§ **REQUIREMENT 1**: Present the rows below as a Markdown table with the columns Number and Line, from the line containing "19L70 13L76 52L17" up to and including the final line of the rows. Number each line and leave out blank lines.

··· READING PASSAGE

I think we are going to remember November 24th, 2014 for a long time. I think it is going to be a day that makes the American history textbooks, and serves as a turning point in how we look at race relations for years to come. The thing is, what are we going to remember? Are we going to remember a city in unrest, rioting and consuming itself? Are we going to remember an 18 year old man who was killed by a police officer? Are we going to remember the underlying meaning of why it so profoundly troubled the American people?
The public has been struggling for a week to figure out exactly how to feel about what happened last Monday in the Grand Jury decision in the Ferguson, MO case against police officer Darren Wilson. I intentionally took a full week to try to process my own thoughts and put them together, rather than responding emotionally, which I think is at the root of the issue to begin with.
First of all, we have to address the issue of justice. A large percentage of those enraged by the decision not to bring charges against the police officer who shot and killed 18-year old Michael Brown have claimed that justice was not done, and that the people of Ferguson have had their right to justice stolen from them.
The reality is that justice was done. Justice is lawyers and judges sitting and discussing the facts of the case. That happened in the courtroom. Justice was done when those facts presented a situation that a judge deemed ill-fit for a trial. That was justice. As much as we may or may not like the result, the pathway to it was justice.
We are, in a lot of ways, confusing justice with fairness. But we don’t have fairness either. Do we really believe that pressing charges on the police officer will bring Michael Brown back? Do we hope that, in making an example of the cop, that this won’t ever happen again, out of fear for retribution? Do we feel that, despite the physical evidence’s inability to create reasonable grounds to press charges, that we should allow our own emotional reactions to infiltrate the legal system?
Michael Brown has, in many communities, turned into a symbol for the need for reform. He now represents those who face racism every day. He has turned into a headline, a polarizing character in the story. Some want to believe he is a terrible thug who threatened Darren Wilson to the point of fearing his own life. Others insist he was a saint, a good boy going about his business who was so wrongly gunned down, just for the color of his skin. I don’t believe either to be true. I believe he was a kid, an 18 year old, who was stuck in a bad situation. He probably loved his mother and struggled sometimes in school. He probably had good friends and he probably screwed up every now and then. He was, I’m sure, not 100% good or 100% bad. He was human. As far as I can gather from the facts, he reacted badly in a very bad situation, and a police officer did the same. At the end of the day, two lives were changed forever, and a great many more too. Now we, as the American public, have to decide what to do with what’s left.

······
··· DATA SUPPLIED

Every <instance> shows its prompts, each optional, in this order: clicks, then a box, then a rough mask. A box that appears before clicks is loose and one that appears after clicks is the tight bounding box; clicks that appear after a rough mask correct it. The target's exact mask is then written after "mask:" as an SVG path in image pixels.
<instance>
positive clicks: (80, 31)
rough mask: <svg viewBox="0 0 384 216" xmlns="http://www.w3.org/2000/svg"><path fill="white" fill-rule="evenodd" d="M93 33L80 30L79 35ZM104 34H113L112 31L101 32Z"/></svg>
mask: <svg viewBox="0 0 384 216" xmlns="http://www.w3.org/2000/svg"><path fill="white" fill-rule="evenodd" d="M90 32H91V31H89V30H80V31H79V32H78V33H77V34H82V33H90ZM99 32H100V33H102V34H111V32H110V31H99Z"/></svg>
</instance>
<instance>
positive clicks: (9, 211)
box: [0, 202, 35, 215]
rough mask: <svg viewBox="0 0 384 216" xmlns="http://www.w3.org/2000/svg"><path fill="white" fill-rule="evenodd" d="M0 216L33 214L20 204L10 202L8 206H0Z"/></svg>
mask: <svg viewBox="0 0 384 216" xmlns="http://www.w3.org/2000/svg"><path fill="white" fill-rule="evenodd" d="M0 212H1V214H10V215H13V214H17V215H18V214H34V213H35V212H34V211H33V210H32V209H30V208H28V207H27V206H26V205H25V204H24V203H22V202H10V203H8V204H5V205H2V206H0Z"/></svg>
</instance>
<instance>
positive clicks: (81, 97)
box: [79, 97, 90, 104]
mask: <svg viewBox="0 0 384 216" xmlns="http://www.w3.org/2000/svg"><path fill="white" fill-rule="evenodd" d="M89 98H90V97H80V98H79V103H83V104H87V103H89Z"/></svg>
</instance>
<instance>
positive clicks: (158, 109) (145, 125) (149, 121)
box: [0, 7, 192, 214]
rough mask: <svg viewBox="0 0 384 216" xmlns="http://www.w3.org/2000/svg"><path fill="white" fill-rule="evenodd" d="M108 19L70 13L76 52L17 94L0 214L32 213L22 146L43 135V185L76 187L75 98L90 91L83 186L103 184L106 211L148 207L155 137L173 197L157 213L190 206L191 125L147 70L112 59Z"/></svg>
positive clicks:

······

§ **REQUIREMENT 2**: Repeat the part of the Ferguson essay from "The public has" up to and including "stolen from them.", copied word for word.

§ **FINAL ANSWER 1**:
| Number | Line |
|---|---|
| 1 | rough mask: <svg viewBox="0 0 384 216" xmlns="http://www.w3.org/2000/svg"><path fill="white" fill-rule="evenodd" d="M108 19L70 13L76 52L17 94L0 214L32 213L22 146L43 135V185L76 187L75 98L90 91L83 186L103 184L106 211L148 207L155 137L173 197L157 213L190 206L191 125L147 70L112 59Z"/></svg> |
| 2 | positive clicks: |

§ **FINAL ANSWER 2**:
The public has been struggling for a week to figure out exactly how to feel about what happened last Monday in the Grand Jury decision in the Ferguson, MO case against police officer Darren Wilson. I intentionally took a full week to try to process my own thoughts and put them together, rather than responding emotionally, which I think is at the root of the issue to begin with.
First of all, we have to address the issue of justice. A large percentage of those enraged by the decision not to bring charges against the police officer who shot and killed 18-year old Michael Brown have claimed that justice was not done, and that the people of Ferguson have had their right to justice stolen from them.